* **Records from a point labeling set**
------------------------------------------------------------------------

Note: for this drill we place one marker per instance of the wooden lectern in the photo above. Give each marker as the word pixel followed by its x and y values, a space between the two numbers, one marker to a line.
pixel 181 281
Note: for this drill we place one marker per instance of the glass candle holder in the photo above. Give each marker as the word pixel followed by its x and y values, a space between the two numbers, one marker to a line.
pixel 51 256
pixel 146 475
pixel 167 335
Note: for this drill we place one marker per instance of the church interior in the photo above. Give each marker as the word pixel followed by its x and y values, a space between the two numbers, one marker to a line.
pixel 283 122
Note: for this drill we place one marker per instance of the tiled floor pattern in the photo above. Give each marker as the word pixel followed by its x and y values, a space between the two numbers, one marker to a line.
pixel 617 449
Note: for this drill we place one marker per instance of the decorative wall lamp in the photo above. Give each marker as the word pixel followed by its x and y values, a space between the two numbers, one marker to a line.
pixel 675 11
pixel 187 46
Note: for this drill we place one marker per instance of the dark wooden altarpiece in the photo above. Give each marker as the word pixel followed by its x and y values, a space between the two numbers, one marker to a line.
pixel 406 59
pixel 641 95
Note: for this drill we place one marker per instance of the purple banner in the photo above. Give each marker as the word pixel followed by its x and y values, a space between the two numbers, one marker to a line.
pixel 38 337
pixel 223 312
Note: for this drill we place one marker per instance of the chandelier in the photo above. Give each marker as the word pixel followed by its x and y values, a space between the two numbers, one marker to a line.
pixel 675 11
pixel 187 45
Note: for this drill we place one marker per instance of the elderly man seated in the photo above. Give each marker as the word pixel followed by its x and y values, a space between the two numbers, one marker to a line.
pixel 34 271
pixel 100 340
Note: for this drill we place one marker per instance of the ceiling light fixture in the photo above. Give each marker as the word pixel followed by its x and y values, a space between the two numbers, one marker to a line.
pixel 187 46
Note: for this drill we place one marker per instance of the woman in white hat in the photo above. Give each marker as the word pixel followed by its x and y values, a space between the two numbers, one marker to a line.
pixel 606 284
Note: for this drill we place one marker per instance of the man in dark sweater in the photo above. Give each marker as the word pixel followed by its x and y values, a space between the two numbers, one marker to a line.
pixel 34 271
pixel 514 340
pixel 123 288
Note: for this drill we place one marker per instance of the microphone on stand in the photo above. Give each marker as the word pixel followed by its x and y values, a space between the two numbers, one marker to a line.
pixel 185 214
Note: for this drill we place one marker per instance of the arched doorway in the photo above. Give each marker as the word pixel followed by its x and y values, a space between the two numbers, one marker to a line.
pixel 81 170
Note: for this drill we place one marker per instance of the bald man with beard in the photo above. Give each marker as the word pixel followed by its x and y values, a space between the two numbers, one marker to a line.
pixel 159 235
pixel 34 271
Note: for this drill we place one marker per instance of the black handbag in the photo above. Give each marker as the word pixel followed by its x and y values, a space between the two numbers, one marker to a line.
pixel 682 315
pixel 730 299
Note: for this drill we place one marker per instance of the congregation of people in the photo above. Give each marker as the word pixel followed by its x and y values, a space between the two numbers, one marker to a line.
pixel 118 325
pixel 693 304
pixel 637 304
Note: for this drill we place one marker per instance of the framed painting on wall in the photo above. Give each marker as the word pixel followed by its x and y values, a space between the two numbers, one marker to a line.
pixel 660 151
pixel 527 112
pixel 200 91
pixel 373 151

------------------------------------------------------------------------

Please recast the lines in the items above, from the line with "of the elderly" to the line with "pixel 100 340" (both included), as a Markdown table with the columns Row and Line. Number each row and leave out blank lines.

| Row | Line |
|---|---|
| 1 | Note: for this drill we place one marker per instance of the elderly man seated in the photo above. Give each marker as the word pixel followed by its x and y values, a space between the two numbers, one marker to a line. |
| 2 | pixel 34 271 |
| 3 | pixel 100 340 |